-- start SUPPLIED ENTRIES --
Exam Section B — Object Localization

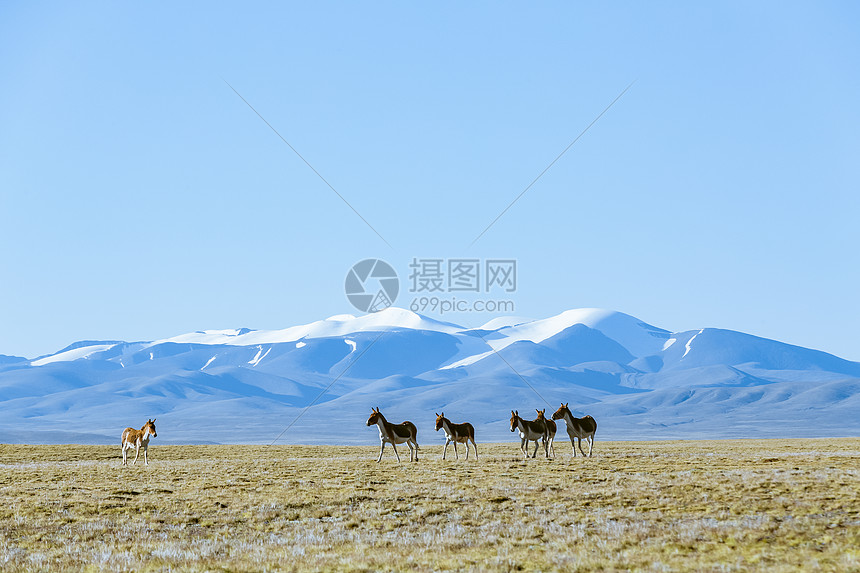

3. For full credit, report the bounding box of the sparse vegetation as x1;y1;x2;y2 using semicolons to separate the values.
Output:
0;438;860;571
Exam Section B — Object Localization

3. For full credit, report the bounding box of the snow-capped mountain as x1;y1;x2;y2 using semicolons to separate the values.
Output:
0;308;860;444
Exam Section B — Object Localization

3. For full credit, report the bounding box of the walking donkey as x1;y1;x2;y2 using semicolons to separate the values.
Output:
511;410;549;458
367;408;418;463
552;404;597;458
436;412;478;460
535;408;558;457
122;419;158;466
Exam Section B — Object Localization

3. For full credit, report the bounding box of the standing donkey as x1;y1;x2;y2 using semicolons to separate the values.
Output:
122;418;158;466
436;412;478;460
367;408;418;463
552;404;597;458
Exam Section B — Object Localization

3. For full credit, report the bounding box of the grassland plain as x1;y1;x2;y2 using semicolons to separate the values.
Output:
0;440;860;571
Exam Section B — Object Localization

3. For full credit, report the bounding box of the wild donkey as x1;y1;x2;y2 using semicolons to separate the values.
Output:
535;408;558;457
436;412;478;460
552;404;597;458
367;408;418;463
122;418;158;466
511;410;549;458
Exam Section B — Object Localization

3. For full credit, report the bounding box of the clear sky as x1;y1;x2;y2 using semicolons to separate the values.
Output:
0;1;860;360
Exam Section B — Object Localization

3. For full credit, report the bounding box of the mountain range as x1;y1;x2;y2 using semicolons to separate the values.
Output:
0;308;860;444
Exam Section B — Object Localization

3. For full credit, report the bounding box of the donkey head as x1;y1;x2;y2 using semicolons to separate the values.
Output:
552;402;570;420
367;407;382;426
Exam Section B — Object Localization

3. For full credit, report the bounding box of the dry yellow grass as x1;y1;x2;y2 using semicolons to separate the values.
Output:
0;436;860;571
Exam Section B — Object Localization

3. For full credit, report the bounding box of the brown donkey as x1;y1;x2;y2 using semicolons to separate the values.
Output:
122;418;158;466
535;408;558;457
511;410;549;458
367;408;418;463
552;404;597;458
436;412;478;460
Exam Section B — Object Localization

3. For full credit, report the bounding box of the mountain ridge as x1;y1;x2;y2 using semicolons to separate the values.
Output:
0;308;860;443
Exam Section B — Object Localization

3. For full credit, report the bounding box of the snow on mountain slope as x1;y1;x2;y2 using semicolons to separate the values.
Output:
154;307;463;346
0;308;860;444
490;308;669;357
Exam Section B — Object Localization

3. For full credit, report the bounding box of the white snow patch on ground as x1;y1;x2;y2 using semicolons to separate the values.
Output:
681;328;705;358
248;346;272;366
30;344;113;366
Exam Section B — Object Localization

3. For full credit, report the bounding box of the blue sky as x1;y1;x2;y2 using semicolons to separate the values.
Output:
-- end SUPPLIED ENTRIES --
TASK BRIEF
Copy out every line of the items above that contains the word "mountain", keeping each line whole. Only matches with the same capitalization count.

COMPLETE RESPONSE
3. For full credit, report the bounding box of the snow-capped mountain as x1;y1;x2;y2 using semicolons to separate the values.
3. For full credit, report the bounding box of the mountain range as x1;y1;x2;y2 using semicolons to separate the values.
3. For full credit, report the bounding box of the mountain ridge as x1;y1;x2;y2 using semicolons to separate the values.
3. For full credit, report the bounding box of the snow on mountain slope as x1;y1;x2;y2 using semicolons to separate the values.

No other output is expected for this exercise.